*** Opening of Extracted information ***

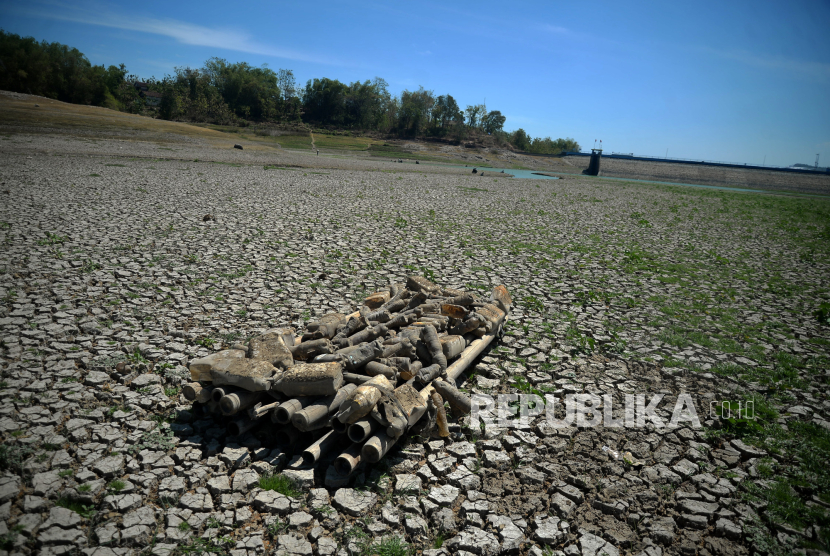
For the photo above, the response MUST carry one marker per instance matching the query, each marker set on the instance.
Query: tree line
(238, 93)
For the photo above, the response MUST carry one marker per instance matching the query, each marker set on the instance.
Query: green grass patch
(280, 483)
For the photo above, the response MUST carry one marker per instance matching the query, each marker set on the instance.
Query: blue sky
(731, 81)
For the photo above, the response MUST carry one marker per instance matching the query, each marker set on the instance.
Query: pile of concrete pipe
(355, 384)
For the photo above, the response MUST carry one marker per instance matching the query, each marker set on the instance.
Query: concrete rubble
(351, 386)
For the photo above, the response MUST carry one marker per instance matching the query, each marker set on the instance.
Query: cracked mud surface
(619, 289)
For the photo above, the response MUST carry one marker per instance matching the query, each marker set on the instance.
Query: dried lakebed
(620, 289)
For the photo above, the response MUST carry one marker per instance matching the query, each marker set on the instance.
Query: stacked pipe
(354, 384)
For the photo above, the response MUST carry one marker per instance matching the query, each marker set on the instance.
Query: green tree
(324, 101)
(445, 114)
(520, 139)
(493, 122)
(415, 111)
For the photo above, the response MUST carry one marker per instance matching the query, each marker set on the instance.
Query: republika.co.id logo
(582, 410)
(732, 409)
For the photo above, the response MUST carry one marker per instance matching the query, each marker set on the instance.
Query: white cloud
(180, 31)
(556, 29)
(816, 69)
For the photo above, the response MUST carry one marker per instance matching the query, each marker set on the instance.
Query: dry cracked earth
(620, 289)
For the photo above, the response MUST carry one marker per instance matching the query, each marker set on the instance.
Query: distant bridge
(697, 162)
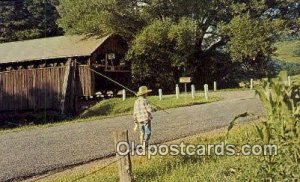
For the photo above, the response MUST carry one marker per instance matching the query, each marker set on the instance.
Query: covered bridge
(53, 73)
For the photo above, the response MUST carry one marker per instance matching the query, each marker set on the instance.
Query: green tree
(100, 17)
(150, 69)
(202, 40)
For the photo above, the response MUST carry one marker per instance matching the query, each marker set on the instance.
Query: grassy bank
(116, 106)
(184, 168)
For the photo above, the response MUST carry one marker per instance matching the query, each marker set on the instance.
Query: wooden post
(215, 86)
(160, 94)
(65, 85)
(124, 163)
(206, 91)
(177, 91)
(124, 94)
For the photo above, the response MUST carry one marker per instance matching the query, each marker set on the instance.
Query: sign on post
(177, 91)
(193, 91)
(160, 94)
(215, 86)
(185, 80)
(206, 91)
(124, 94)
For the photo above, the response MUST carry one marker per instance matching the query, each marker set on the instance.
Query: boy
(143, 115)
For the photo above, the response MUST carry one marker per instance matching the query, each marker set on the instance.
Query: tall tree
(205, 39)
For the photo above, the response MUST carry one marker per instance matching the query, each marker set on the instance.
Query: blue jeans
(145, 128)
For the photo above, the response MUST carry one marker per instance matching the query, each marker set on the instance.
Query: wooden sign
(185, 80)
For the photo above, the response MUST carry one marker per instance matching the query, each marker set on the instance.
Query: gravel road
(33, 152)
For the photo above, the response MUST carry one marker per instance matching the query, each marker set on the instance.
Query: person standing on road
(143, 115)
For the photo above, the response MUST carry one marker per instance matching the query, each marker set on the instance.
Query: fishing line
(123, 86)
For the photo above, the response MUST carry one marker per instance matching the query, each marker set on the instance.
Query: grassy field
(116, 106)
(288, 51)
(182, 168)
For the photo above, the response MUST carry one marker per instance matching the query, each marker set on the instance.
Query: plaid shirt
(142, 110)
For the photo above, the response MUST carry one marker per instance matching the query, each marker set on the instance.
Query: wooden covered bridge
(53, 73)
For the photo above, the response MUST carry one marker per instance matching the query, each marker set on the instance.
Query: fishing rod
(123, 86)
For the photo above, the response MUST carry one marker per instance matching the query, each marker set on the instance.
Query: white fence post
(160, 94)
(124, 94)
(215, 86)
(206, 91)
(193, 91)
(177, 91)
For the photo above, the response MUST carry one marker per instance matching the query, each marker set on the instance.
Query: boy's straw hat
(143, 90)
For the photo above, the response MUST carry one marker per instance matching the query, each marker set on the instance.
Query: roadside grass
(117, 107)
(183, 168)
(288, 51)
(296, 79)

*** Close of Extracted information ***

Task instructions: Copy every record exactly, dropping the images.

Task response:
For the photo above, the response MUST carry one marker per instance matching the query, each marker set on the instance.
Query: tree line
(238, 93)
For the photo above, the response MUST carry one marker per instance matching the query, each marker set on the instance.
Query: green grass patch
(280, 483)
For the photo above, the response MUST carry one marker per instance matching the query, each marker set on the instance.
Query: blue sky
(731, 81)
For the photo above, the response MUST carry one marker per instance matching the query, each marker set on the instance.
Query: pile of concrete pipe
(355, 384)
For the photo above, the response MUST carry one marker per instance matching the query, each marker set on the instance.
Query: concrete rubble
(351, 386)
For the photo above, the response MUST carry one marker per instance matching the query, each marker set on the instance.
Query: cracked mud surface
(619, 289)
For the photo above, the response MUST carry one marker per instance matching the query, each marker set on the instance.
Query: dried lakebed
(620, 289)
For the photo above, the response MUST carry one marker per instance matching the query, each marker set on the instance.
Query: stacked pipe
(354, 384)
For the photo above, the response MUST carry one marker per instance matching the query, each marker set on the instance.
Query: green tree
(324, 101)
(445, 114)
(520, 139)
(493, 122)
(415, 111)
For the photo above, the response MUST carry one marker per instance matching the query, each marker set on the instance.
Query: republika.co.id logo
(582, 410)
(732, 409)
For the photo above, the response MUST carry one marker per instance matching the query, each marker set on the instance.
Query: white cloud
(180, 31)
(556, 29)
(816, 69)
For the photo above, the response MUST carry one marker per instance matching the query, each marker set on the instance.
Query: dry cracked earth
(620, 289)
For the photo above, the response MUST carry one marker per instance matching the query, each marker set on the instance.
Query: distant bridge
(697, 162)
For the photo above, the response MUST carry one marker per instance matching the query, each marker set on the instance.
Query: covered bridge
(53, 73)
For the photo above, the response MUST carry one marker per instance matching the query, each marker set on the instance.
Query: green tree
(100, 17)
(150, 69)
(202, 40)
For the photo above, the response MUST carry one marker per instance matching the query, each marker set on the instance.
Query: grassy bank
(116, 106)
(184, 168)
For the photo above, the response MUST carry one marker per instance matching the query, each marker set on the instance.
Query: wooden post
(215, 86)
(160, 94)
(65, 85)
(124, 163)
(206, 91)
(177, 91)
(124, 94)
For the photo above, the response MUST carry one marker per instance matching the query, each marker set on the instance.
Query: sign on post
(177, 91)
(193, 91)
(160, 94)
(215, 86)
(185, 80)
(206, 91)
(124, 94)
For the photo above, the response MUST carry one marker per instance matching the query, each marker set on the instance.
Query: boy
(143, 115)
For the photo above, the response MUST carry one marker per instance matching the query, each marker set on the instance.
Query: tall tree
(205, 39)
For the photo above, the response MUST carry one marker per instance matching the query, each marker set on the instance.
Query: blue jeans
(145, 128)
For the photo above, the response MUST carry one marker per instance matching the query, each marker set on the instance.
Query: wooden sign
(185, 80)
For the photo above, the response MUST carry one marker per instance matching the query, each marker set on the instance.
Query: gravel road
(33, 152)
For the photo above, the response MUST carry one marker per instance matching the query, each marker set on the instance.
Query: person standing on road
(143, 115)
For the photo above, the response MUST carry one marker per instance matching the query, each marker set on the instance.
Query: fishing line
(123, 86)
For the photo above, the response MUST carry one marker per instance matching the query, each marker set on the instance.
Query: grassy field
(116, 106)
(288, 51)
(182, 168)
For the photo above, the response MUST carry one marker per instance matching the query, each marker set on the instance.
Query: plaid shirt
(142, 110)
For the photo above, the response MUST carry one marker per instance matching the query, each marker set on the instance.
Query: wooden covered bridge
(53, 73)
For the photo above, the response MUST carry one marker per instance matching the query, each marker set on the instance.
Query: fishing rod
(123, 86)
For the photo above, the response MUST carry one marker per instance matching the query, each marker set on the instance.
Query: white fence post
(160, 94)
(124, 94)
(215, 86)
(206, 91)
(193, 91)
(177, 91)
For the photo above, the response MUST carry one marker per instance matching the query, each marker set on the instance.
Query: boy's straw hat
(143, 90)
For the photo above, the response MUST carry one marker per instance matching the query, each marker set on the instance.
Query: roadside grass
(117, 107)
(183, 168)
(288, 51)
(296, 79)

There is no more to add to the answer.